Geron finally gets close to a product approval with imetelstat
More than 30 years after it was first formed, Geron is on the cusp of bringing its first product to market, after imetelstat hit the mark in a phase 3 trial in patients with myelodysplastic syndromes (MDS).
The Foster City, California-based biotech said today that its IMerge trial of imetelstat – vying to become the first telomerase inhibitor to reach the market – hit its objectives in patients with lower risk MDS, a rare group of bone marrow cancers.
Shares in Geron leaped on the readout, up almost 28% at the time of writing, after the company said it would be moving ahead with a regulatory filing for imetelstat in the US and Europe later this year.
The drug significantly improved the proportion of patients with MDS who had no need for blood transfusions at eight weeks, its primary endpoint, which was a "highly statistically significant and clinically meaningful improvement," according to Geron.
MDS can lead to life threatening disease, including acute myeloid leukaemia (AML), as well as anaemia and increased risk of bleeding and infections. Imetelstat also improved transfusion independence at 24 weeks and reduced the number of transfusions patients needed, both secondary endpoints, and raised haemoglobin levels.
===
| TASK LIST |
1. Copy the part of the imetelstat article that opens with "MDS can lead" and closes with "raised haemoglobin levels.", swapping "24 weeks" for "16 weeks".
2. Pick up the imetelstat article after its last sentence and continue it.
The records below come from a different source.

| SUPPLIED DATA |
===
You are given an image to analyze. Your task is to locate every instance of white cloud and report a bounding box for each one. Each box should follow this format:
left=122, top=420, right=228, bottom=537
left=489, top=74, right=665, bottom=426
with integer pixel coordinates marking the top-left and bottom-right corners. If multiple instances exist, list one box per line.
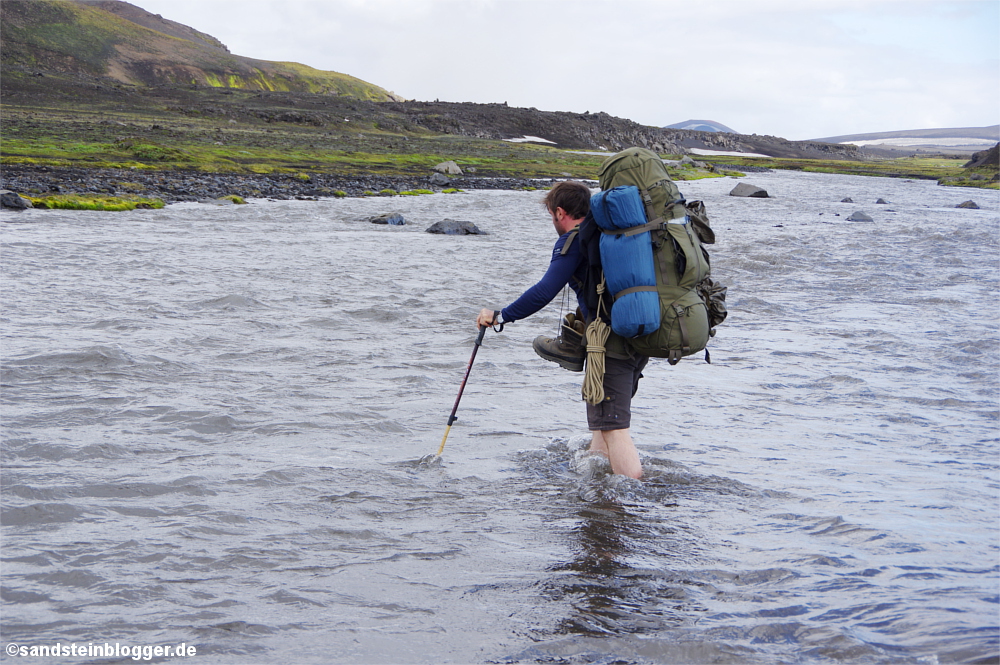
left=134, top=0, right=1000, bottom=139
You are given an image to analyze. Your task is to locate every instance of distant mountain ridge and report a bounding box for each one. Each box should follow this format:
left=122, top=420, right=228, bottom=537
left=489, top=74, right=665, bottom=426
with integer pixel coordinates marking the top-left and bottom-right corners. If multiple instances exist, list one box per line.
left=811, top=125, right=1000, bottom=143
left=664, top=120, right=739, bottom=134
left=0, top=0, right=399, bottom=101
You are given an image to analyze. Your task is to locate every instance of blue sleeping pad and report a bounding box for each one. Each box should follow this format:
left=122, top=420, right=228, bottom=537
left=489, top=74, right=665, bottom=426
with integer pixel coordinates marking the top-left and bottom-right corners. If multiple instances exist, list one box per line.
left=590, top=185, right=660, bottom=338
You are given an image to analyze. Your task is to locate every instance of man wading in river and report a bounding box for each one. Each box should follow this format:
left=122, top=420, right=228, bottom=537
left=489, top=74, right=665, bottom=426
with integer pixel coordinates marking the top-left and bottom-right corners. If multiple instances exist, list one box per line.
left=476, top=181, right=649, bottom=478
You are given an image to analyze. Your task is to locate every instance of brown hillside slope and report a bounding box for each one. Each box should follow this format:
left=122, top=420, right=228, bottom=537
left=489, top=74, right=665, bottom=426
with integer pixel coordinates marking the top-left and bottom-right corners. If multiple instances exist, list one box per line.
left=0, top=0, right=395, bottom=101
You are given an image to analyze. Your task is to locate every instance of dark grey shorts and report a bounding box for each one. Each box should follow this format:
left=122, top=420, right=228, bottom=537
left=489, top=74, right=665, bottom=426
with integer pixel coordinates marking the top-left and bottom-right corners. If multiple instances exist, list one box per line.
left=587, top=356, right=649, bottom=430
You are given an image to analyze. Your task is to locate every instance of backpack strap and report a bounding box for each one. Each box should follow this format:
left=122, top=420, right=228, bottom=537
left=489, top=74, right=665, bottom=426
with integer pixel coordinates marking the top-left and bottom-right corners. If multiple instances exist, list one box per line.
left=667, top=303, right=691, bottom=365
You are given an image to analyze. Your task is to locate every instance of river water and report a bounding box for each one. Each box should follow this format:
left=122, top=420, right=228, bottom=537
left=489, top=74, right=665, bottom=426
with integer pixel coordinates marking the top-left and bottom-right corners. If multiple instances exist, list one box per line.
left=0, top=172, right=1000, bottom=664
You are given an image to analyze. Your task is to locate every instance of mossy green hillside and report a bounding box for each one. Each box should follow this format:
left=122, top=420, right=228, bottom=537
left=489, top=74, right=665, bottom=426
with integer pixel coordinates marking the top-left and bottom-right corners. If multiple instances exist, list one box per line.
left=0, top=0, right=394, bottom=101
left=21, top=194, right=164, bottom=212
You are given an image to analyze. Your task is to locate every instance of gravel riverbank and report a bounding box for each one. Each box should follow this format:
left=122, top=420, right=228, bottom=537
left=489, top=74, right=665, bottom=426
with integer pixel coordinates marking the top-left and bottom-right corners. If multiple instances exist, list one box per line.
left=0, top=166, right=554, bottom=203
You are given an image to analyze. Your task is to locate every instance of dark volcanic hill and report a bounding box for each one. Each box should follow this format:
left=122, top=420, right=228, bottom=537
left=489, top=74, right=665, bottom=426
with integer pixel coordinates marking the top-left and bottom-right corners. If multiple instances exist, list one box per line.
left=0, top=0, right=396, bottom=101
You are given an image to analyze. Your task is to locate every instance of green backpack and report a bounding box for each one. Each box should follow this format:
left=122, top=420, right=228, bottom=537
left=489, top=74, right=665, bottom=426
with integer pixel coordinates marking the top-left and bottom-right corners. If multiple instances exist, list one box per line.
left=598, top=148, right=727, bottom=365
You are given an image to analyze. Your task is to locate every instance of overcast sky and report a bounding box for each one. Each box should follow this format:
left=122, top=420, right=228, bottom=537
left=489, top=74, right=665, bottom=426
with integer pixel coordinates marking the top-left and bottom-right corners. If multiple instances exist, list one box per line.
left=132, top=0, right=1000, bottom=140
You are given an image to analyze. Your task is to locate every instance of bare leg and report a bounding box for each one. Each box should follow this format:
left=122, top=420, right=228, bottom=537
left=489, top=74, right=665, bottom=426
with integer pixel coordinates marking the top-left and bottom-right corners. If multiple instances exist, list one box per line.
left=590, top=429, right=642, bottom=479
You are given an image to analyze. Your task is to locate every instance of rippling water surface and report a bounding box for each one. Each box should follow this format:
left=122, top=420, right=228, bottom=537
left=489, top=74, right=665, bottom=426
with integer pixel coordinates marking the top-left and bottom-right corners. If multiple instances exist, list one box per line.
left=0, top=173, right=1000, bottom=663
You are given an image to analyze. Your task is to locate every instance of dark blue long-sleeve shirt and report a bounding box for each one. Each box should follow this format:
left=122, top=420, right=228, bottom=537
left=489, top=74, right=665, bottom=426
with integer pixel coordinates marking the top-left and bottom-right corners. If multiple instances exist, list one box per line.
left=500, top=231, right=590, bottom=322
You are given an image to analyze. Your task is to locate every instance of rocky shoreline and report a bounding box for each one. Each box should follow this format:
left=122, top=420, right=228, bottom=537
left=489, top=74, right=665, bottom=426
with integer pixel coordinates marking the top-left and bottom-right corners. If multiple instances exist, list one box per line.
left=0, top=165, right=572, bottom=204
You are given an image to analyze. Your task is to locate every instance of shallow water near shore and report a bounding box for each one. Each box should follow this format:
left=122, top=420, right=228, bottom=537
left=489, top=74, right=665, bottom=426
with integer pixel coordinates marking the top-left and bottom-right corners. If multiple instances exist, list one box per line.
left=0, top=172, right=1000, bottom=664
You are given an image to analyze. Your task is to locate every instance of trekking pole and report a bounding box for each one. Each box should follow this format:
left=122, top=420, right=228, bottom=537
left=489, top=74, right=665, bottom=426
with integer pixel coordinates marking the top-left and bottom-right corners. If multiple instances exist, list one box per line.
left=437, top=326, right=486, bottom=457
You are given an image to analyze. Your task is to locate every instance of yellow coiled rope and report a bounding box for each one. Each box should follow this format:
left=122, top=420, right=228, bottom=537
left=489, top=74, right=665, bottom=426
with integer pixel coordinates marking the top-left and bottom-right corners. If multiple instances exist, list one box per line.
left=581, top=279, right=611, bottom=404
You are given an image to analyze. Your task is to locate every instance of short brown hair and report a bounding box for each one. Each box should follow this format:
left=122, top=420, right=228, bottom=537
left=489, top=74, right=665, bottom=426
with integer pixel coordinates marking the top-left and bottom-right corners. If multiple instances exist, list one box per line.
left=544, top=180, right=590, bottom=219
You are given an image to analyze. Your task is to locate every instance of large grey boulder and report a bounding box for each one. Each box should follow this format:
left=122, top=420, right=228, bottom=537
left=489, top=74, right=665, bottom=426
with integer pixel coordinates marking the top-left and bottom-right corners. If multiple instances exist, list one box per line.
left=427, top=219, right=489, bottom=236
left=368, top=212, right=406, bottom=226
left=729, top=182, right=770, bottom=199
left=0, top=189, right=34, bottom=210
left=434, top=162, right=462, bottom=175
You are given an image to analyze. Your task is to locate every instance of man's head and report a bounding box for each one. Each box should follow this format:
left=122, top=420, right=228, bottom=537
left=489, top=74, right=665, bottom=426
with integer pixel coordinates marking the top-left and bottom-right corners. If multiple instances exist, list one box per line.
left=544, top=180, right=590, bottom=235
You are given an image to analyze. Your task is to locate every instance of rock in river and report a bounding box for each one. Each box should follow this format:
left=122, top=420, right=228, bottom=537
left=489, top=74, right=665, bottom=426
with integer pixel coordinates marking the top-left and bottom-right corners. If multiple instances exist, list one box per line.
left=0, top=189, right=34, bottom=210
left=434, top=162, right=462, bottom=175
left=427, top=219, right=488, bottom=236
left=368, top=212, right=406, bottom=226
===
| RESPONSES |
1.
MDS can lead to life threatening disease, including acute myeloid leukaemia (AML), as well as anaemia and increased risk of bleeding and infections. Imetelstat also improved transfusion independence at 16 weeks and reduced the number of transfusions patients needed, both secondary endpoints, and raised haemoglobin levels.

2.
The data helps to justify Geron's faith in telomerase as a target in cancer, a category that has been on the pharma industry's radar for decades, but has yet to deliver a molecule to market. The cellular enzyme is overexpressed in up to 90% of cancers, but is almost always absent in normal cells, with a few exceptions such as stem cells.
Geron is well in front of its rivals in the class with imetelstat (GRN163L), a chemically modified oligonucleotide, although there have been concerns about cardiotoxicity with the drug – a problem that has also afflicted other candidates that have advanced into the clinic.
In IMerge, safety results with imetelstat were consistent with prior imetelstat clinical experience with no new safety signals, according to Geron's chief executive John Scarlett, who described the trial results as "resoundingly positive."
On a conference call, Scarlett acknowledged that it has taken many years to get imetelstat to this stage, thanking the efforts of past and present Geron employees over the decades who discovered and developed imetelstat.
"True innovation is a lot harder than it sounds," he said. "And this isn't the ultimate victory lap today. We still have a long way to go in getting imetelstat across the approval and launch finish lines."
Geron is also testing the drug for myelofibrosis (MF), another form of bone marrow cancer, and expects data from the phase 3 IMpactMF trial of imetelstat in relapsed/refractory MF in 2024. The company reckons the drug could bring in $1.2 billion at its peak.
If approved, imetelstat will enter an evolving MDS market, with its main rival considered to be Bristol-Myers Squibb's erythroid maturation agent Reblozyl (luspatercept), which was approved to treat anaemia in adults with low-risk, relapsed MDS in 2020 and has just shown it is also effective as a first-line therapy in the COMMANDS study.
Buoyed by the trial success, Geron promptly pressed the button on a $175 million public offering, aiming to bolster its finances ahead of the commercialisation of imetelstat.